§ **Exercise**
All of the data below should be written out exactly.
--- Dataset extract ---
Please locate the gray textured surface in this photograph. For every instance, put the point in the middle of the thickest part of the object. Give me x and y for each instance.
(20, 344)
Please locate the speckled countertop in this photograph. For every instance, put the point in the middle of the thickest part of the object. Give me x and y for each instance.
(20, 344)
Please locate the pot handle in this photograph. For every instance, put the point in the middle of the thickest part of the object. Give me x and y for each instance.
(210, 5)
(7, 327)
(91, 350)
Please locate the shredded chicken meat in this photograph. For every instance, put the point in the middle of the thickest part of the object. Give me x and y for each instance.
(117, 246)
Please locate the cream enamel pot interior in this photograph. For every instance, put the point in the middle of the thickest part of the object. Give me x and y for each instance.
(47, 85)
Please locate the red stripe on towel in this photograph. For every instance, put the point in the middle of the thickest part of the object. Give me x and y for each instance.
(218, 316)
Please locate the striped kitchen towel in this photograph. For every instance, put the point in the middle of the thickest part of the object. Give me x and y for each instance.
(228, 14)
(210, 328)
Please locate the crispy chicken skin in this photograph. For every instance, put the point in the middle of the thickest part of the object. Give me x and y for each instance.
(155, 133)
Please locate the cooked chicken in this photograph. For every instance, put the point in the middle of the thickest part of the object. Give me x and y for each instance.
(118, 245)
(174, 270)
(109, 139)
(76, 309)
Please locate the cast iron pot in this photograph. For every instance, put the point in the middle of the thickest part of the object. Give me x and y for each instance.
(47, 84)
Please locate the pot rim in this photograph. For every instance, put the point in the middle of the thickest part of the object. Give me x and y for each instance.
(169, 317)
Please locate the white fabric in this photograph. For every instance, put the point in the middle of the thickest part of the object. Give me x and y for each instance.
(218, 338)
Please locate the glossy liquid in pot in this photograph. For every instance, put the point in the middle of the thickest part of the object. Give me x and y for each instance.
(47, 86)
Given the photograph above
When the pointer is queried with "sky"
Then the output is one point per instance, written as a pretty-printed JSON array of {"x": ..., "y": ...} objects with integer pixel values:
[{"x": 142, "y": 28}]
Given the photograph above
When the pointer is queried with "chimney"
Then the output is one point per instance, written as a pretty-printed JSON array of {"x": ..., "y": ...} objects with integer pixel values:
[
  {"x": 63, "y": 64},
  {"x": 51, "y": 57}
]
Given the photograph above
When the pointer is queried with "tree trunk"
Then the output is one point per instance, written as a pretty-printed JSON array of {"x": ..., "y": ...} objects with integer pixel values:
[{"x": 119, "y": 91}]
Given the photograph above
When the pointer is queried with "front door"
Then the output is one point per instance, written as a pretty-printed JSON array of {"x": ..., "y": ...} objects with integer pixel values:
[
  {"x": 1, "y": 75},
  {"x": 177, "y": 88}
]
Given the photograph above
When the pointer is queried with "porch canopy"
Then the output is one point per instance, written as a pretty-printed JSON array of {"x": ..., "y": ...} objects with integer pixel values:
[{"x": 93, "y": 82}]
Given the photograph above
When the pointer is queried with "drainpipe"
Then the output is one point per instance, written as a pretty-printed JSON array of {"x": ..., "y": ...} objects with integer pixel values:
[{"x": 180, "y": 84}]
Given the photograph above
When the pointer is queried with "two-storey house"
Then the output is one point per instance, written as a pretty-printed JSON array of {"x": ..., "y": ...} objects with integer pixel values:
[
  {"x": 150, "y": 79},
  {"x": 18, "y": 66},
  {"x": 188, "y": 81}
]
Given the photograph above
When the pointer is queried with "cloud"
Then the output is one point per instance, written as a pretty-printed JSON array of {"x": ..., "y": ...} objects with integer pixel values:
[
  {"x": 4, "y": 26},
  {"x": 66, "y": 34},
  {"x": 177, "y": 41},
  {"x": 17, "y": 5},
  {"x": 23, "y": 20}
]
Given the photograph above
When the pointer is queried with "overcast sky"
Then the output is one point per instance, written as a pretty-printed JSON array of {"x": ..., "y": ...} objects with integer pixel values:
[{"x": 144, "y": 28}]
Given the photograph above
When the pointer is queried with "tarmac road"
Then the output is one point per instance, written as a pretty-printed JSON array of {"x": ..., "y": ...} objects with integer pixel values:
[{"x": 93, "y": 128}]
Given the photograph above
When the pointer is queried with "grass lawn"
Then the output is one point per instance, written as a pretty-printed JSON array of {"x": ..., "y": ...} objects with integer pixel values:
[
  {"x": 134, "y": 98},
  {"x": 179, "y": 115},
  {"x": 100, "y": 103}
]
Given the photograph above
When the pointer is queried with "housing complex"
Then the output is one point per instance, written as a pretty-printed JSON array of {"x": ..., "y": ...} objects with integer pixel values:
---
§ **Exercise answer**
Please locate the gray textured surface in this photograph. For every instance, put the point in the middle of the thickest part of the object. Give me x and y for each instance.
(20, 344)
Please locate the speckled countertop in this photograph. For every instance, put the point in the middle of the thickest part of the object. Give me x and y for each instance.
(20, 344)
Please locate the pot handle in this photograph. For every instance, put the point in the middle of the thickest part of the object. Give me x and y for each instance.
(210, 5)
(7, 327)
(91, 350)
Please locate the shredded chicken meat in this photograph. For every instance, put the point in the middle of the thickest part of the object. Give me x and y for each instance.
(117, 246)
Please locate the cream enamel pot interior in this photograph. For every instance, put the point in the middle of the thickest part of the object. Give me x and y for each instance.
(47, 85)
Please locate the red stripe on towel in this photograph. For every instance, put the point in the middle of the thickest part of the object. Give me x and y for each instance.
(218, 316)
Please locate the striped kitchen towel in this photograph. For every instance, put the point in the middle of the thickest part of the object. Give me x and y for each instance.
(228, 14)
(210, 328)
Please locate the crispy chicken skin in this photograph. For every instance, put the point in the middle of the thickest part of the object. Give me x and y for each instance.
(155, 133)
Please locate the cooked chicken in this photograph. For every instance, put the point in the middle of the thickest part of the object. Give me x and y for each instance.
(118, 245)
(174, 270)
(109, 139)
(76, 309)
Please locate the cast iron pot in this photograph. For every instance, put the point in the middle of the thickest part of the object. Give me x and y for each instance.
(47, 84)
Please locate the pot rim in this photograph. For every instance, put the point in the middle of the thickest part of the object. Give me x and y for each instance.
(169, 317)
Please locate the white fabric in this photograph. For every instance, put the point in the middle of the thickest part of the object. Give me x and y for each instance.
(218, 338)
Please locate the glossy liquid in pot in this photograph. For every instance, put the point in the middle of the thickest part of the object. Give me x and y for each instance.
(47, 86)
Given the photograph above
When the pointer is queried with "sky"
Then the output is one point per instance, written as a pretty-printed JSON array of {"x": ..., "y": ...} objects with integer pixel values:
[{"x": 142, "y": 28}]
Given the photograph above
When the pointer is queried with "chimney"
Then the output is one point per instance, written as a pretty-printed JSON array of {"x": ..., "y": ...} objects with integer pixel values:
[
  {"x": 63, "y": 64},
  {"x": 51, "y": 57}
]
Given the photograph above
When the pointer is queried with "tree trunk"
Then the output is one point per instance, written as a pretty-printed JSON array of {"x": ..., "y": ...} objects with integer pixel values:
[{"x": 119, "y": 91}]
Given the photograph above
When the pointer is queried with "front door"
Then the output is one point per instance, written as a pretty-printed JSON array of {"x": ..., "y": ...} objects with integer pixel values:
[
  {"x": 1, "y": 75},
  {"x": 177, "y": 88}
]
Given the photograph above
When the pointer is queried with "porch canopy"
Then the output is one point per instance, written as a pretty-printed JSON array of {"x": ..., "y": ...} objects with integer pixel values:
[{"x": 93, "y": 82}]
Given the photograph above
When the pointer is queried with "drainpipe"
Then the output is one point per instance, written as a pretty-printed JSON array of {"x": ..., "y": ...} objects with integer pixel values:
[{"x": 180, "y": 84}]
Given the photograph above
When the pointer is queried with "two-storey house"
Then the output is one point per instance, written as a pretty-printed JSON array of {"x": ..., "y": ...} objects with integer pixel values:
[
  {"x": 150, "y": 79},
  {"x": 18, "y": 66},
  {"x": 188, "y": 81}
]
Given the photograph above
When the pointer is queried with "cloud"
Then the output is one point per instance, written as a pretty-printed JSON array of {"x": ..., "y": ...} objects with integer pixel values:
[
  {"x": 4, "y": 26},
  {"x": 66, "y": 34},
  {"x": 177, "y": 41},
  {"x": 17, "y": 5},
  {"x": 23, "y": 20}
]
Given the photograph above
When the pointer is queried with "overcast sky"
Then the output is one point per instance, written as a pretty-printed JSON array of {"x": ..., "y": ...} objects with integer pixel values:
[{"x": 144, "y": 28}]
Given the photograph above
When the pointer is queried with "tarmac road"
Then the output is one point per instance, written as a pretty-printed JSON array of {"x": ..., "y": ...} objects with integer pixel values:
[{"x": 93, "y": 128}]
Given the photograph above
When the pointer is queried with "grass lawn"
Then the output is one point per instance, written as a pretty-printed JSON array of {"x": ..., "y": ...} objects with integer pixel values:
[
  {"x": 134, "y": 98},
  {"x": 179, "y": 115},
  {"x": 100, "y": 103}
]
Given the photograph above
When the pointer is queried with "housing complex"
Then the output is one point per instance, written as a pretty-printed JSON array of {"x": ..., "y": ...} objects with integer pixel values:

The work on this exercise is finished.